Stored data entries
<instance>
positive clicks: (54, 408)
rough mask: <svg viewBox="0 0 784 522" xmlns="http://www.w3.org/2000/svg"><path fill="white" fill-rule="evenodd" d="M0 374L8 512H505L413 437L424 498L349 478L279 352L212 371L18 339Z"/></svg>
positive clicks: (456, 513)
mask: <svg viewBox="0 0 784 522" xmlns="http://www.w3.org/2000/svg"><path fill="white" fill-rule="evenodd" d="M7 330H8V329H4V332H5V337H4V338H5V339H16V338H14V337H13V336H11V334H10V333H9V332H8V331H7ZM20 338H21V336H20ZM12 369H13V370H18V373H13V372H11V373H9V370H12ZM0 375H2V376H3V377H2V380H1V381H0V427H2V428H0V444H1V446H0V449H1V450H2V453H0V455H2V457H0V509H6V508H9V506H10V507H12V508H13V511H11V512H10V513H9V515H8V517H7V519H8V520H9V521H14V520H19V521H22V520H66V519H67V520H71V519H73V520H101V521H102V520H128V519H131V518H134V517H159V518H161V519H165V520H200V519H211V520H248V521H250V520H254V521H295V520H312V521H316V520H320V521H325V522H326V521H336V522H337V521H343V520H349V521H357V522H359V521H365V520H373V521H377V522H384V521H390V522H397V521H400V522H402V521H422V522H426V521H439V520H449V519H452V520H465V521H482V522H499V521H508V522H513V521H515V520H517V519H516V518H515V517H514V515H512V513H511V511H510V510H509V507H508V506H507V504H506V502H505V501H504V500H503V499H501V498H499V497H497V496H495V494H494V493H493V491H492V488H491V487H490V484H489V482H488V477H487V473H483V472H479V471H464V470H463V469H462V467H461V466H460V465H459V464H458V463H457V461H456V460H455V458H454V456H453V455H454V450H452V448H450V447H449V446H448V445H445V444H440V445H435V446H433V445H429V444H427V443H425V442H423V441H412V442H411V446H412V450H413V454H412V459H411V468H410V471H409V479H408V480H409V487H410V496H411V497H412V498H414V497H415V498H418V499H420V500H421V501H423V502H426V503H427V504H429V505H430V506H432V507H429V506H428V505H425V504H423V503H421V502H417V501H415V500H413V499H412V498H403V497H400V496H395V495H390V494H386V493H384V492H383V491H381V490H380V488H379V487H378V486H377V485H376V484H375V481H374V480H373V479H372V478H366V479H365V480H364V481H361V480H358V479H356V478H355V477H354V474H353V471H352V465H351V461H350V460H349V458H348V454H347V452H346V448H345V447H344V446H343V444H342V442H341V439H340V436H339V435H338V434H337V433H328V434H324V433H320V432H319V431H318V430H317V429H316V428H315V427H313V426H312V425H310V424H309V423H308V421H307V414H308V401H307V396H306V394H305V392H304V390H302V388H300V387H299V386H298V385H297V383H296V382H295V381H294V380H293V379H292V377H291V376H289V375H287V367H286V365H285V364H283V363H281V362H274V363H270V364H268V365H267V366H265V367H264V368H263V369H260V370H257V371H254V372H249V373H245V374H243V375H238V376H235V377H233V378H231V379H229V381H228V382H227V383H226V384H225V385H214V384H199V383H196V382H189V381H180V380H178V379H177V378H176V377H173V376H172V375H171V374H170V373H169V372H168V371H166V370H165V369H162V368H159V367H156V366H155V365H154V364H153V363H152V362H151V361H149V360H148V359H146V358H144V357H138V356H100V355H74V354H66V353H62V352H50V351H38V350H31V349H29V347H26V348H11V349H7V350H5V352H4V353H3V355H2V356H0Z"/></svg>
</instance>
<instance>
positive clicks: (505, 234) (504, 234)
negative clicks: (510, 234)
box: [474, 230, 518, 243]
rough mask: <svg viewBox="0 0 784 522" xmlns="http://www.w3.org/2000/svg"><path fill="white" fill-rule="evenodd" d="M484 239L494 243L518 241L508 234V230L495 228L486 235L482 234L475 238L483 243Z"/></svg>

## YOUR INSTRUCTIONS
The answer should reproduce all of the data without any alteration.

## FINISHED TASK
<instance>
positive clicks: (54, 408)
rough mask: <svg viewBox="0 0 784 522" xmlns="http://www.w3.org/2000/svg"><path fill="white" fill-rule="evenodd" d="M0 374L8 512H505L413 437L424 498L349 478L279 352L212 371L18 339Z"/></svg>
positive clicks: (456, 513)
mask: <svg viewBox="0 0 784 522" xmlns="http://www.w3.org/2000/svg"><path fill="white" fill-rule="evenodd" d="M7 330H8V329H4V332H5V337H4V338H5V339H16V338H14V337H13V336H11V334H10V333H9V332H8V331H7ZM20 338H21V336H20ZM12 369H13V370H18V373H13V372H11V373H9V370H12ZM0 375H2V376H3V377H2V380H1V381H0V427H2V428H0V444H1V446H0V449H1V450H2V453H0V455H2V457H0V509H6V508H9V506H10V507H12V508H13V511H11V512H10V513H9V515H8V517H7V519H8V520H9V521H14V520H19V521H22V520H66V519H67V520H71V519H73V520H101V521H102V520H128V519H131V518H134V517H159V518H161V519H165V520H200V519H211V520H248V521H250V520H254V521H295V520H312V521H316V520H320V521H325V522H326V521H336V522H337V521H343V520H349V521H357V522H359V521H365V520H373V521H377V522H384V521H390V522H397V521H400V522H402V521H422V522H426V521H439V520H449V519H452V520H465V521H482V522H499V521H508V522H513V521H515V520H517V519H516V518H515V517H514V515H512V513H511V511H510V510H509V507H508V506H507V504H506V502H505V501H504V500H503V499H501V498H499V497H497V496H495V494H494V493H493V491H492V488H491V487H490V484H489V482H488V477H487V473H483V472H479V471H464V470H463V469H462V467H461V466H460V465H459V464H458V463H457V461H456V460H455V458H454V456H453V455H454V450H452V448H450V447H449V446H448V445H445V444H440V445H435V446H433V445H429V444H427V443H425V442H423V441H412V442H411V446H412V450H413V454H412V459H411V468H410V471H409V479H408V480H409V487H410V496H411V497H412V498H414V497H415V498H418V499H420V500H421V501H423V502H426V503H427V504H429V505H430V506H432V507H429V506H428V505H425V504H423V503H421V502H417V501H415V500H413V499H412V498H403V497H400V496H395V495H390V494H386V493H384V492H383V491H381V490H380V488H379V487H378V486H377V485H376V484H375V481H374V480H373V479H372V478H366V479H365V480H364V481H361V480H358V479H356V478H355V477H354V474H353V471H352V465H351V461H350V460H349V458H348V454H347V452H346V448H345V447H344V446H343V444H342V442H341V439H340V436H339V435H338V434H337V433H328V434H324V433H320V432H319V431H318V430H317V429H316V428H315V427H313V426H312V425H310V424H309V423H308V421H307V414H308V401H307V396H306V394H305V392H304V390H302V388H300V387H299V386H298V385H297V383H296V382H295V381H294V380H293V379H292V377H291V376H289V375H287V367H286V365H285V364H283V363H281V362H274V363H270V364H268V365H267V366H265V367H264V368H263V369H260V370H257V371H254V372H249V373H245V374H243V375H238V376H235V377H233V378H231V379H229V381H228V382H227V383H226V384H225V385H214V384H199V383H196V382H189V381H180V380H178V379H177V378H176V377H173V376H172V375H171V374H170V373H169V372H168V371H166V370H165V369H162V368H159V367H156V366H155V365H154V364H153V363H152V362H151V361H149V360H148V359H146V358H144V357H138V356H100V355H74V354H66V353H62V352H50V351H38V350H31V349H29V347H26V348H11V349H7V350H5V352H4V353H3V355H2V356H0Z"/></svg>
</instance>
<instance>
positive clicks: (505, 234) (504, 234)
negative clicks: (510, 234)
box: [474, 230, 518, 243]
rough mask: <svg viewBox="0 0 784 522" xmlns="http://www.w3.org/2000/svg"><path fill="white" fill-rule="evenodd" d="M484 239L494 243L518 241L508 234V230L495 228L486 235L482 234L475 238L483 243Z"/></svg>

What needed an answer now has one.